◆ **Description of the task**: The response should consist of every line below, unchanged.
● ● ● ● ●
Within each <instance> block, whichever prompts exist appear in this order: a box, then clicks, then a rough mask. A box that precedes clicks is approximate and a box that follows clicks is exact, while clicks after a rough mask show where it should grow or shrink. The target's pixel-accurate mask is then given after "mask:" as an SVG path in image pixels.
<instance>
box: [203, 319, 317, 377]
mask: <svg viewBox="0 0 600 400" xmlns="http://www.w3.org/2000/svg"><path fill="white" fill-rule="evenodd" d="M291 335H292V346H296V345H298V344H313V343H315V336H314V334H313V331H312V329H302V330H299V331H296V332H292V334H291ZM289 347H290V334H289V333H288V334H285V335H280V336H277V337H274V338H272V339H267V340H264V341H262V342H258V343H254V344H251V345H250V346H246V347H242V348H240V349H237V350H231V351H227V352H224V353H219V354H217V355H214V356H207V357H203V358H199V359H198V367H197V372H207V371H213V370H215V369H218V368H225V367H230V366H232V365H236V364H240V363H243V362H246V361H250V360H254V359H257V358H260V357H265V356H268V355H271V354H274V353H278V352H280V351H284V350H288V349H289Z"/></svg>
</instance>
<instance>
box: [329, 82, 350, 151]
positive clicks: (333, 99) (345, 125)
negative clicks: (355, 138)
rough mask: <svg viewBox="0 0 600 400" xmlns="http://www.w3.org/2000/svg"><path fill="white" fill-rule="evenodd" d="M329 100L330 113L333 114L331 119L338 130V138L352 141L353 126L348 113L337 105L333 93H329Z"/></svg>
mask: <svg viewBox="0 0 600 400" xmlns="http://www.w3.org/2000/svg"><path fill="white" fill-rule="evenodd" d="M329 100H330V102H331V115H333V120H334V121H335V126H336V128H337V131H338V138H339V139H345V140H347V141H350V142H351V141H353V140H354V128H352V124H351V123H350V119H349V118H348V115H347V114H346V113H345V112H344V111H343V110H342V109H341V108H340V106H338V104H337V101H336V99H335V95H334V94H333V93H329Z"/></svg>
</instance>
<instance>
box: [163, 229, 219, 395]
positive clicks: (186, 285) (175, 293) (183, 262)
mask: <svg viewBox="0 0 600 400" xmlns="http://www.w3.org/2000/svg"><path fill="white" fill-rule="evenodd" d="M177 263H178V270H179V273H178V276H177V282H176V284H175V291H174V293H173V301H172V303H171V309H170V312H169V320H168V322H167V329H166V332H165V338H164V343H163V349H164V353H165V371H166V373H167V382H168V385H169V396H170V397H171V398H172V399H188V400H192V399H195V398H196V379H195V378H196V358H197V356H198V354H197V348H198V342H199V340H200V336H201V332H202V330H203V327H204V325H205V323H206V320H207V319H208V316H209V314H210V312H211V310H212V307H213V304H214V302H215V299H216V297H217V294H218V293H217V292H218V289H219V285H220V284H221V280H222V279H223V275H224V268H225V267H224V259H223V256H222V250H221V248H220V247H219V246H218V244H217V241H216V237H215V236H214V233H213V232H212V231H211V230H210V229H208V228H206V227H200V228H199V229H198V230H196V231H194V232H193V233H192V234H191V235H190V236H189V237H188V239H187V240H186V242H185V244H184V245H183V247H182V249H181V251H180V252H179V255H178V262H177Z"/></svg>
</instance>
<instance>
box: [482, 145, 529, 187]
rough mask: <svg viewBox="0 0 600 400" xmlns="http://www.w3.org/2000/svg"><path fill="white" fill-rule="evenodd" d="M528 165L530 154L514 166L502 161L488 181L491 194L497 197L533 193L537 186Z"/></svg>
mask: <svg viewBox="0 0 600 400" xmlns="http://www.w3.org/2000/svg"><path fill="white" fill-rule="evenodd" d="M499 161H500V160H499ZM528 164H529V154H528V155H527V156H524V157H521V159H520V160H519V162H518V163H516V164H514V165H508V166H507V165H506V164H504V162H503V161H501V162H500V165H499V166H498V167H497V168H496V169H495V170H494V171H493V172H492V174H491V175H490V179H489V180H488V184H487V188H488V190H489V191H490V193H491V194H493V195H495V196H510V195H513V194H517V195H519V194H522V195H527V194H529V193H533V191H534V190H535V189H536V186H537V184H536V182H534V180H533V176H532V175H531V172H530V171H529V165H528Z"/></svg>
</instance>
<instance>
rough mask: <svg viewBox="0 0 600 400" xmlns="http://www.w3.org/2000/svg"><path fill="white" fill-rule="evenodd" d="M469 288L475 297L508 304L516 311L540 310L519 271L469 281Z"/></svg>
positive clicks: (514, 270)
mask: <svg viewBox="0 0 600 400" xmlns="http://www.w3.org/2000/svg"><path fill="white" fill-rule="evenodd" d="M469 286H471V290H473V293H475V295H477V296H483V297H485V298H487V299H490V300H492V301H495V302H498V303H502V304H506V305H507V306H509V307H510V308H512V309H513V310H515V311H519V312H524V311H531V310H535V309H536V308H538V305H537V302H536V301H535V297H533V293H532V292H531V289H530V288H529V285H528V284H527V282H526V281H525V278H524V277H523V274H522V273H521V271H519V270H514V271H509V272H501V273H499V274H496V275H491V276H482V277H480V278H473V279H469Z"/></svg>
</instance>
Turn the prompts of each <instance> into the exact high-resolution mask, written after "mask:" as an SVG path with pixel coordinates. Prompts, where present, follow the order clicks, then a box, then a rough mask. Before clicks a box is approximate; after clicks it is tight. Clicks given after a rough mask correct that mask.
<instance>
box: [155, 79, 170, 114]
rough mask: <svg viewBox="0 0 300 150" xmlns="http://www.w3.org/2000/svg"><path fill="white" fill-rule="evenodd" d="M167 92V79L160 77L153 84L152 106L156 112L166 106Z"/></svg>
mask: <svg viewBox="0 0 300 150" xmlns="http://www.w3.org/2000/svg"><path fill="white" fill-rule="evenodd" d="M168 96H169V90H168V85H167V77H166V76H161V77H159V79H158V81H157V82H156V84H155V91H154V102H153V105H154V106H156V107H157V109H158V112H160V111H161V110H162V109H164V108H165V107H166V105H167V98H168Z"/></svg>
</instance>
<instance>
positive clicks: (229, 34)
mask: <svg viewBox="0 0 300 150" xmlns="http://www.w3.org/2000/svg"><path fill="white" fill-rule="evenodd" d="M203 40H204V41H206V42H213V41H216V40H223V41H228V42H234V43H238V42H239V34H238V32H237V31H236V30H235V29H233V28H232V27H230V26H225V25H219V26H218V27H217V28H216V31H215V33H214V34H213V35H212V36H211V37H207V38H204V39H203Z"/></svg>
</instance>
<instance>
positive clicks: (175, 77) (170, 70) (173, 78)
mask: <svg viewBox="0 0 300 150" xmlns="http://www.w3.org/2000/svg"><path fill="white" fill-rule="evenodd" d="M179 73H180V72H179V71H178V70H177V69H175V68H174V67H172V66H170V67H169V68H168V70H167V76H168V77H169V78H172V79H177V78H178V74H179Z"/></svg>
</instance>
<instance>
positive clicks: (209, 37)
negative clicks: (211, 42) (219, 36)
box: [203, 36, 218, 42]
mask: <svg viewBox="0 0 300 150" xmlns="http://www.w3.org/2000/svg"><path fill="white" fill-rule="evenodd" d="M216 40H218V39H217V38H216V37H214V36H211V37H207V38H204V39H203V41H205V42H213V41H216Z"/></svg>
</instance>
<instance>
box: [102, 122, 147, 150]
● ● ● ● ●
◆ **Worked solution**:
Within each <instance> block, whichever prompts exist appear in this order: a box, then clicks, then a rough mask. A box that precedes clicks is approximate and a box that follows clicks is exact, while clicks after a rough mask show where it should grow or shrink. The target's pixel-accurate mask is then given after "mask:" as an SVG path in image pixels.
<instance>
box: [203, 319, 317, 377]
mask: <svg viewBox="0 0 600 400" xmlns="http://www.w3.org/2000/svg"><path fill="white" fill-rule="evenodd" d="M291 335H292V346H296V345H298V344H313V343H315V336H314V334H313V331H312V329H302V330H299V331H296V332H292V334H291ZM289 347H290V334H289V333H288V334H285V335H280V336H277V337H274V338H272V339H267V340H264V341H262V342H258V343H254V344H251V345H250V346H246V347H242V348H240V349H237V350H231V351H227V352H224V353H219V354H217V355H214V356H207V357H203V358H199V359H198V367H197V372H207V371H213V370H215V369H218V368H225V367H230V366H232V365H236V364H240V363H243V362H246V361H250V360H254V359H257V358H260V357H265V356H268V355H271V354H274V353H278V352H280V351H284V350H288V349H289Z"/></svg>
</instance>
<instance>
box: [329, 82, 350, 151]
positive clicks: (333, 99) (345, 125)
negative clicks: (355, 138)
rough mask: <svg viewBox="0 0 600 400" xmlns="http://www.w3.org/2000/svg"><path fill="white" fill-rule="evenodd" d="M329 100L330 113L333 114L331 119L338 130V138L352 141L353 126L348 113L337 105L333 93H329Z"/></svg>
mask: <svg viewBox="0 0 600 400" xmlns="http://www.w3.org/2000/svg"><path fill="white" fill-rule="evenodd" d="M329 100H330V102H331V115H333V120H334V121H335V126H336V128H337V131H338V138H339V139H345V140H347V141H350V142H351V141H353V140H354V128H352V124H351V123H350V119H349V118H348V115H347V114H346V113H345V112H344V111H343V110H342V109H341V108H340V106H338V104H337V101H336V99H335V95H334V94H333V93H329Z"/></svg>
</instance>
<instance>
box: [163, 229, 219, 395]
positive clicks: (186, 285) (175, 293) (183, 262)
mask: <svg viewBox="0 0 600 400" xmlns="http://www.w3.org/2000/svg"><path fill="white" fill-rule="evenodd" d="M177 263H178V270H179V273H178V276H177V282H176V284H175V291H174V293H173V301H172V303H171V309H170V312H169V320H168V322H167V329H166V332H165V338H164V343H163V349H164V353H165V371H166V373H167V382H168V385H169V396H170V397H171V398H172V399H188V400H192V399H195V398H196V379H195V378H196V358H197V356H198V354H197V348H198V342H199V340H200V336H201V332H202V330H203V327H204V325H205V323H206V320H207V319H208V316H209V314H210V312H211V310H212V307H213V304H214V302H215V299H216V297H217V294H218V293H217V292H218V289H219V285H220V284H221V280H222V279H223V275H224V268H225V267H224V259H223V256H222V250H221V248H220V247H219V246H218V244H217V241H216V237H215V236H214V233H213V232H212V231H211V230H210V229H208V228H206V227H200V228H199V229H198V230H196V231H194V232H193V233H192V234H191V235H190V236H189V237H188V239H187V240H186V242H185V244H184V245H183V247H182V249H181V251H180V252H179V255H178V262H177Z"/></svg>
</instance>
<instance>
box: [482, 145, 529, 187]
rough mask: <svg viewBox="0 0 600 400" xmlns="http://www.w3.org/2000/svg"><path fill="white" fill-rule="evenodd" d="M528 165L530 154L514 166L502 161L488 181L491 194L497 197L533 193L537 186Z"/></svg>
mask: <svg viewBox="0 0 600 400" xmlns="http://www.w3.org/2000/svg"><path fill="white" fill-rule="evenodd" d="M499 161H500V160H499ZM528 164H529V154H528V155H527V156H524V157H521V159H520V160H519V162H518V163H516V164H514V165H508V166H507V165H506V164H504V162H503V161H501V162H500V165H499V166H498V167H497V168H496V169H495V170H494V171H493V172H492V174H491V175H490V179H489V180H488V184H487V188H488V190H489V191H490V193H491V194H493V195H495V196H510V195H513V194H517V195H519V194H522V195H527V194H529V193H533V191H534V190H535V189H536V186H537V184H536V182H534V180H533V176H532V175H531V172H530V171H529V165H528Z"/></svg>
</instance>
<instance>
rough mask: <svg viewBox="0 0 600 400" xmlns="http://www.w3.org/2000/svg"><path fill="white" fill-rule="evenodd" d="M469 288L475 297L508 304L516 311L540 310L519 271L469 281Z"/></svg>
positive clicks: (514, 270)
mask: <svg viewBox="0 0 600 400" xmlns="http://www.w3.org/2000/svg"><path fill="white" fill-rule="evenodd" d="M469 286H471V290H473V293H475V295H477V296H483V297H485V298H487V299H490V300H492V301H495V302H498V303H502V304H506V305H507V306H509V307H510V308H512V309H513V310H515V311H519V312H524V311H531V310H535V309H536V308H538V305H537V302H536V301H535V297H533V293H532V292H531V289H530V288H529V285H528V284H527V282H526V281H525V278H524V277H523V274H522V273H521V271H519V270H514V271H509V272H501V273H499V274H496V275H491V276H482V277H480V278H473V279H469Z"/></svg>
</instance>
Turn the prompts of each <instance> into the exact high-resolution mask, written after "mask:" as an SVG path with pixel coordinates. Prompts, where present, follow the order clicks, then a box, then a rough mask. Before clicks a box is approximate; after clicks it is tight. Clicks given after a rough mask correct that mask.
<instance>
box: [155, 79, 170, 114]
rough mask: <svg viewBox="0 0 300 150" xmlns="http://www.w3.org/2000/svg"><path fill="white" fill-rule="evenodd" d="M167 92V79L160 77L153 84L152 106L156 112L166 106Z"/></svg>
mask: <svg viewBox="0 0 300 150" xmlns="http://www.w3.org/2000/svg"><path fill="white" fill-rule="evenodd" d="M168 96H169V90H168V85H167V77H166V76H161V77H159V79H158V81H157V82H156V84H155V91H154V102H153V105H154V106H156V107H157V109H158V112H160V111H161V110H162V109H164V108H165V107H166V105H167V98H168Z"/></svg>
</instance>
<instance>
positive clicks: (229, 34)
mask: <svg viewBox="0 0 300 150" xmlns="http://www.w3.org/2000/svg"><path fill="white" fill-rule="evenodd" d="M203 40H204V41H206V42H213V41H216V40H223V41H228V42H234V43H238V42H239V34H238V32H237V31H236V30H235V29H233V28H232V27H230V26H225V25H219V26H218V27H217V28H216V31H215V33H214V34H213V35H212V36H211V37H207V38H204V39H203Z"/></svg>
</instance>
<instance>
positive clicks: (175, 77) (170, 70) (173, 78)
mask: <svg viewBox="0 0 300 150" xmlns="http://www.w3.org/2000/svg"><path fill="white" fill-rule="evenodd" d="M179 73H180V72H179V71H178V70H177V69H175V68H174V67H172V66H170V67H169V68H168V70H167V76H168V77H169V78H172V79H177V78H178V74H179Z"/></svg>
</instance>
<instance>
positive clicks: (209, 37)
negative clicks: (211, 42) (219, 36)
box: [203, 36, 218, 42]
mask: <svg viewBox="0 0 300 150" xmlns="http://www.w3.org/2000/svg"><path fill="white" fill-rule="evenodd" d="M216 40H218V39H217V38H216V37H214V36H211V37H207V38H204V39H203V41H205V42H213V41H216Z"/></svg>
</instance>
<instance>
box: [102, 122, 147, 150]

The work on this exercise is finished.